+++ Exercise materials +++

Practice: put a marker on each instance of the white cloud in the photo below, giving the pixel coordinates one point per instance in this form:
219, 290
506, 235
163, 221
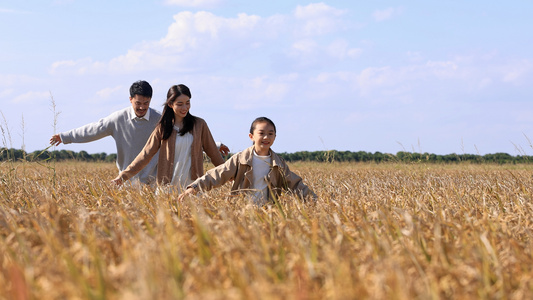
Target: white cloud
32, 97
194, 3
516, 72
5, 93
385, 14
13, 11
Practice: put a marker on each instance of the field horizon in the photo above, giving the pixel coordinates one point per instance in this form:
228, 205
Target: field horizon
377, 231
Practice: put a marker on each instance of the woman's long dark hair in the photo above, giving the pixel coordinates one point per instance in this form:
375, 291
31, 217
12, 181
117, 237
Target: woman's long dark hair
167, 118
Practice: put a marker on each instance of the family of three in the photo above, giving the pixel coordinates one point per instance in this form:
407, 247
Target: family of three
168, 149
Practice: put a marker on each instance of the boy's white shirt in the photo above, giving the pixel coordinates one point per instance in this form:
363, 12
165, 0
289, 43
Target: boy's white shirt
260, 169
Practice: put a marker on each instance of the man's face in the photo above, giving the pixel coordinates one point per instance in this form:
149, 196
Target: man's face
140, 105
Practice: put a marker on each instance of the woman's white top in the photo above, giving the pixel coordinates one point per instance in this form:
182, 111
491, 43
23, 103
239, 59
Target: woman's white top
182, 160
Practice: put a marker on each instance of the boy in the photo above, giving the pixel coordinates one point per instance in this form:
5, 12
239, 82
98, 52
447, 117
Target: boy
256, 171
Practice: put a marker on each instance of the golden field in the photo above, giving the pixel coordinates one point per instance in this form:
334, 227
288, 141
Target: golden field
378, 231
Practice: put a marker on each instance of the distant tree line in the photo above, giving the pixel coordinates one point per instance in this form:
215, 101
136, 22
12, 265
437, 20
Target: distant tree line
318, 156
378, 157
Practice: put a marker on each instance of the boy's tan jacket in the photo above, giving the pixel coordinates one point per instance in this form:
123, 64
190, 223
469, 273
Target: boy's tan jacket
239, 169
202, 142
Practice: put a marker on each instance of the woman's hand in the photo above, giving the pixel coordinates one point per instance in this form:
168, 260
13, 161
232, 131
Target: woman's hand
118, 180
55, 140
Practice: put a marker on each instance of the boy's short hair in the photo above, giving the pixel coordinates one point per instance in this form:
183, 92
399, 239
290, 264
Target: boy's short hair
260, 120
141, 88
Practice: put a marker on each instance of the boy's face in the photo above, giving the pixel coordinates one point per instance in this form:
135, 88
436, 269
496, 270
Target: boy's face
263, 137
140, 105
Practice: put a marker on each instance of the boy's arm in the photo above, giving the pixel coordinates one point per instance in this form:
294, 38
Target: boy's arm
87, 133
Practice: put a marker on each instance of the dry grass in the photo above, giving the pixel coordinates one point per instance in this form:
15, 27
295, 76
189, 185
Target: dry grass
387, 231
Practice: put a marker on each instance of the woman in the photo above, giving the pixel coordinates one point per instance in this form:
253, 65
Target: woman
181, 139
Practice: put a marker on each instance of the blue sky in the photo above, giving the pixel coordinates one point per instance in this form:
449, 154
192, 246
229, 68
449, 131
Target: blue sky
424, 76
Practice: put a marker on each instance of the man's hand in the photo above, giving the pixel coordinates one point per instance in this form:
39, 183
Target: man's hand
188, 191
55, 140
118, 180
224, 150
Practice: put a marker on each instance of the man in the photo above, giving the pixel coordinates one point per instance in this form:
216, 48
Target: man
130, 128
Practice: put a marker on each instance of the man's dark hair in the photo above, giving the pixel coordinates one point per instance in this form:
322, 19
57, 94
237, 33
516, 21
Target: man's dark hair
141, 88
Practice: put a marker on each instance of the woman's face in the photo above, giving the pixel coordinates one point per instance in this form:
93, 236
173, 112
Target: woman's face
181, 107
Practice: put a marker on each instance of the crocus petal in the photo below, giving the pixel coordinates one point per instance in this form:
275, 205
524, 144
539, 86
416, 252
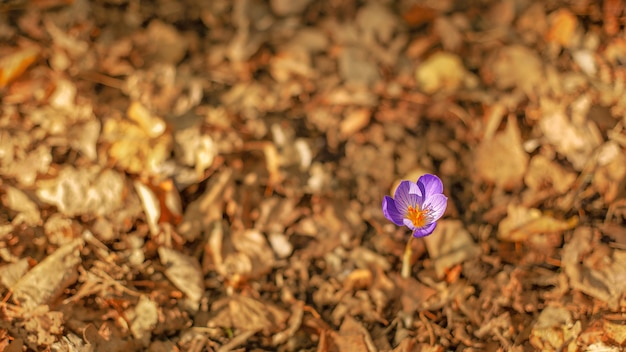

+++

▸ **Exercise goal**:
Reproduce the records word for word, from the line that contains "Practice: put a marker on each instance of the dry" through the end of the records, inclusive. Omit the pictures.

▸ **Exercise answer**:
Practice: put a marker on each instance of the dry grass in the photo above, giving the pixel coordinates one point per instance in this form:
15, 27
295, 76
189, 185
Target: dry grass
387, 231
Practice: put a marker on each instance of the woman in the photo above, giving the pixel coordinates one point per instance in this form:
253, 65
Target: woman
181, 139
Practice: put a marker on each instance of the blue sky in the photo above, giving the pixel coordinates one point per instance in this form:
449, 154
192, 246
229, 68
449, 131
Target: blue sky
424, 76
Practice: put a marker on each instance of the man's hand in the photo above, giving the pixel coordinates one point per instance in this form:
39, 183
Target: man's hand
188, 191
55, 140
118, 180
224, 150
Practice: put a marker on each instance of the man in the photo above, giving the pixel coordinates one point per instance in this form:
216, 48
Target: man
130, 128
Practice: put a marker on each instance of the man's dark hair in the photo above, giving the pixel coordinates one point per instance in this form:
322, 19
57, 94
237, 33
516, 21
Target: man's dark hair
141, 88
Practice: put a marker on each instance of the woman's face in the photo above, giving the pixel coordinates one point per instance in this form:
93, 236
173, 112
Target: woman's face
181, 107
Practice: put a marker on each instance of the crocus petal in the photo below, giving the pixel coordinates one point per instance in this form:
275, 205
524, 144
539, 86
416, 252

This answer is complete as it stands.